Material shown
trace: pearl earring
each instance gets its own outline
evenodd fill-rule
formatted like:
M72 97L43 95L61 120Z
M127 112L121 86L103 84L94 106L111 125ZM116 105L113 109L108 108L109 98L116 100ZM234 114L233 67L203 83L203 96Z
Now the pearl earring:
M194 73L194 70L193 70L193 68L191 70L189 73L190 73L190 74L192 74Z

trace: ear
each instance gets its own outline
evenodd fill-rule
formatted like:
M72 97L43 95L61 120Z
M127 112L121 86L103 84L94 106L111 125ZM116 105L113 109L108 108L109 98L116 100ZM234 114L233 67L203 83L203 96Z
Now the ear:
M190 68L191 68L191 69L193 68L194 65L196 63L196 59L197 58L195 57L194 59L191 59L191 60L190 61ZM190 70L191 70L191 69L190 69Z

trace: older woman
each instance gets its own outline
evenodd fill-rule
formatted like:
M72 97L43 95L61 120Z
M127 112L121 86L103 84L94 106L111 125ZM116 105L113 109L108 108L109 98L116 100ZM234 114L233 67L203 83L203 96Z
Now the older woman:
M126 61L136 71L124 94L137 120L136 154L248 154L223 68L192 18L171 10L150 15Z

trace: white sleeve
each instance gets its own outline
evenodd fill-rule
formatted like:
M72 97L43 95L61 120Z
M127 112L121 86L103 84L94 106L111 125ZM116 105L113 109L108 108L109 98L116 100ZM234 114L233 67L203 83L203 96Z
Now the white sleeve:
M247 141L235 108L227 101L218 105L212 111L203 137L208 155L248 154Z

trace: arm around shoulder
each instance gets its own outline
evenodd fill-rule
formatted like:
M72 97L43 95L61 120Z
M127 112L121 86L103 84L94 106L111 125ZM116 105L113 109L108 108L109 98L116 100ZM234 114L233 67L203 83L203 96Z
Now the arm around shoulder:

Task brief
Reproduce all of the data above verbatim, line for line, without altering anything.

The solution
trace: pearl earring
each instance gets its own outline
evenodd fill-rule
formatted like:
M72 97L43 95L61 120Z
M127 112L121 86L103 84L94 106L111 125ZM116 105L113 109L108 108L109 98L116 100ZM234 114L233 67L203 83L203 96Z
Now the pearl earring:
M194 73L194 70L193 70L193 68L191 70L189 73L190 73L190 74L192 74Z

trace: ear
each instance gets its own outline
evenodd fill-rule
formatted like:
M72 97L43 95L61 120Z
M127 112L121 86L103 84L94 106L111 125ZM116 105L113 109L108 108L109 98L116 100ZM234 114L233 67L203 83L203 96Z
Now the ear:
M190 68L191 68L191 69L193 68L194 65L196 63L196 59L197 58L195 57L194 59L191 59L191 60L190 61ZM190 70L191 70L191 69L190 69Z

trace: older woman
each instance gets its own outline
evenodd fill-rule
formatted like:
M72 97L43 95L61 120Z
M127 112L121 86L103 84L94 106L111 125ZM116 105L113 109L108 108L109 98L116 100ZM234 114L233 67L203 83L203 96Z
Now the older woman:
M126 61L136 71L124 94L137 120L136 154L248 154L223 68L192 18L171 10L150 15Z

trace: white sleeve
each instance gets its own outline
evenodd fill-rule
formatted like:
M72 97L43 95L61 120Z
M127 112L121 86L103 84L94 106L111 125ZM116 105L113 109L108 108L109 98L116 100ZM234 114L233 67L203 83L203 96Z
Now the white sleeve:
M247 141L235 108L227 101L218 105L212 111L203 137L208 155L248 154Z

trace: arm around shoulder
each instance gets its own outline
evenodd fill-rule
formatted like:
M72 97L43 95L61 120Z
M127 112L121 86L103 84L94 106L111 125ZM116 105L113 109L108 108L109 98L116 100ZM234 114L233 67L203 83L203 96Z
Now the arm around shoulder:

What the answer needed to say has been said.